The New Year 2006 greeted the people of the state of Orissa, India with the sounds of bullets and shedding of blood, leaving 12 people dead and creating a sense of fear and insecurity among others on 2nd January. This barbaric and dishonorable act committed against ordinary citizens in the name of modernization and development reflects the height of capitalism in Orissa. The questions here are, is Orissa a capitalist state? And, why do people resist the industrialization ventures of the government, if it aims to bring development? Although the first question seems less important, is inseparably related to the second. Despite of having more than 40 percent of its population below the poverty line, the historical trajectory of development and policies of the government of Orissa reflect the incessant pursuit of profit over the general interest of the people. Capitalism is marching forward in the name of development, and generating poverty and inequality as its intrinsic logic. Given this background, the paper analyses briefly the historical trajectory of development in Orissa and its implications for the people in the context of firing at Kalinga Nagar on the issues of industrialization, displacement and rehabilitation.

Due to the unequal allocation of resources, administrative apathy, and central neglect, Orissa has been suffering from extreme poverty and underdevelopment in comparison to other Indian states. In his eagerness to bring development to Orissa the then chief minister, Biju Patnaik openly endorsed the new economic policy and invited investment from the country and overseas to set up steel plants, power plants, and refineries which projected Orissa as a dynamically enterprising, liberalizing, and privatizing state. By virtue of cheap labour and low transportation costs it attracted the largest amount of private sector investment during 1995-96, followed by Gujarat, Karnataka, and Maharastra, and emerged as one of the major economic power in the Asia-Pacific region.

Recently, due to Chief Minister Navin Patnaik’s open invitation to the corporate bodies to get the mining rights on massive iron and bauxite reserves of the state, Orissa optimistically expects a Rs. 1,00,000 crore bonanza over the next five-to-seven years, which is highest in comparison to any of the Indian states. Taking into account the growing demand for steel in international market and its commitment towards industrialization and development, the present Biju Janata Dal-Bharatiya Janata Party alliance government has signed up 43 memoranda of understanding for steel plants and 3 for aluminum refineries so far. The state also has proposed to build two more ports in Dhamra (L&T and Tata Steel) and Gopalpur (global bid on build-own-operate-transfer terms) to provide investors with a gateway to international trade. Thus, Orissa has fast emerged as a major site for foreign direct investment and free market capitalism.

**DATA LINES**
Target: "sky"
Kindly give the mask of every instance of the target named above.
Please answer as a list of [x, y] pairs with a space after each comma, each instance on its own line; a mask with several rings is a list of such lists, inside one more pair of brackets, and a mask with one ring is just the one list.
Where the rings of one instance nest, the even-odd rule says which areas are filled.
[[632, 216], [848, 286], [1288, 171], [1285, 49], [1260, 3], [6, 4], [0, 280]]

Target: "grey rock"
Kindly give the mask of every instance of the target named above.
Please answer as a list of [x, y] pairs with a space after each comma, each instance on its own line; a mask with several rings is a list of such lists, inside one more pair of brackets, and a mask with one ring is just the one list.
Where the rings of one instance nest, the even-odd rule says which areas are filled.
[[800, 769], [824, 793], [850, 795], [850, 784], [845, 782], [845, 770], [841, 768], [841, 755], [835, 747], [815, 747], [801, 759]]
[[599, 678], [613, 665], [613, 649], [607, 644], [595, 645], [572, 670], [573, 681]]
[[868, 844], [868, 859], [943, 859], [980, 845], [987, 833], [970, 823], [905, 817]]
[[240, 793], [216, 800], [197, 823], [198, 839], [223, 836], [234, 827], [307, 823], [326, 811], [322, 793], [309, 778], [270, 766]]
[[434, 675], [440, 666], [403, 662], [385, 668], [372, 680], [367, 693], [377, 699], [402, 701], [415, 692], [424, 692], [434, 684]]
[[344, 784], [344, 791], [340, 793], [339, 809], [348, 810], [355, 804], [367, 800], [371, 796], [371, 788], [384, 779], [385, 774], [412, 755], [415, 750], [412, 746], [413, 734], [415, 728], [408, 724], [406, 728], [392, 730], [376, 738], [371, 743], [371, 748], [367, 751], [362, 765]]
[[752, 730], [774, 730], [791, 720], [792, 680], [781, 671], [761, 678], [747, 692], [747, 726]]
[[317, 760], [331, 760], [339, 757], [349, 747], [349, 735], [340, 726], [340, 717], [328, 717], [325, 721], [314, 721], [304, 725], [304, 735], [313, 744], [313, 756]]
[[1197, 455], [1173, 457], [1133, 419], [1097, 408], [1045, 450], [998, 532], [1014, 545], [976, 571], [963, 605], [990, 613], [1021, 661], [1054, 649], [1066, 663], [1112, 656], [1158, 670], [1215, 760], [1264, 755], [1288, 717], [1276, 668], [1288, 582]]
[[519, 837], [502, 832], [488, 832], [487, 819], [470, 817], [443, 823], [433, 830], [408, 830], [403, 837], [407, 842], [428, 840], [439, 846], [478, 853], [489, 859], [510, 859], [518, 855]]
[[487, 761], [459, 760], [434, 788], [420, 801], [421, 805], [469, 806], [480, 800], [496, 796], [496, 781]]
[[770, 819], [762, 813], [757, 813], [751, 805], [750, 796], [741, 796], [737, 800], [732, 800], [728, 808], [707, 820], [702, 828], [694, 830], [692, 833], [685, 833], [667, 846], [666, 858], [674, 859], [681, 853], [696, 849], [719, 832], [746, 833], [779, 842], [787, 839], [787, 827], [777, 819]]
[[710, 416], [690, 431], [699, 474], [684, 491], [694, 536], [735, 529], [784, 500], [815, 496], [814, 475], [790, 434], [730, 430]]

**TASK INSTRUCTIONS**
Reproduce word for word the part of the passage on development in Orissa that opens with the words containing "Due to the unequal" and closes with "the Asia-Pacific region.".

**RESPONSE TO THIS EXERCISE**
Due to the unequal allocation of resources, administrative apathy, and central neglect, Orissa has been suffering from extreme poverty and underdevelopment in comparison to other Indian states. In his eagerness to bring development to Orissa the then chief minister, Biju Patnaik openly endorsed the new economic policy and invited investment from the country and overseas to set up steel plants, power plants, and refineries which projected Orissa as a dynamically enterprising, liberalizing, and privatizing state. By virtue of cheap labour and low transportation costs it attracted the largest amount of private sector investment during 1995-96, followed by Gujarat, Karnataka, and Maharastra, and emerged as one of the major economic power in the Asia-Pacific region.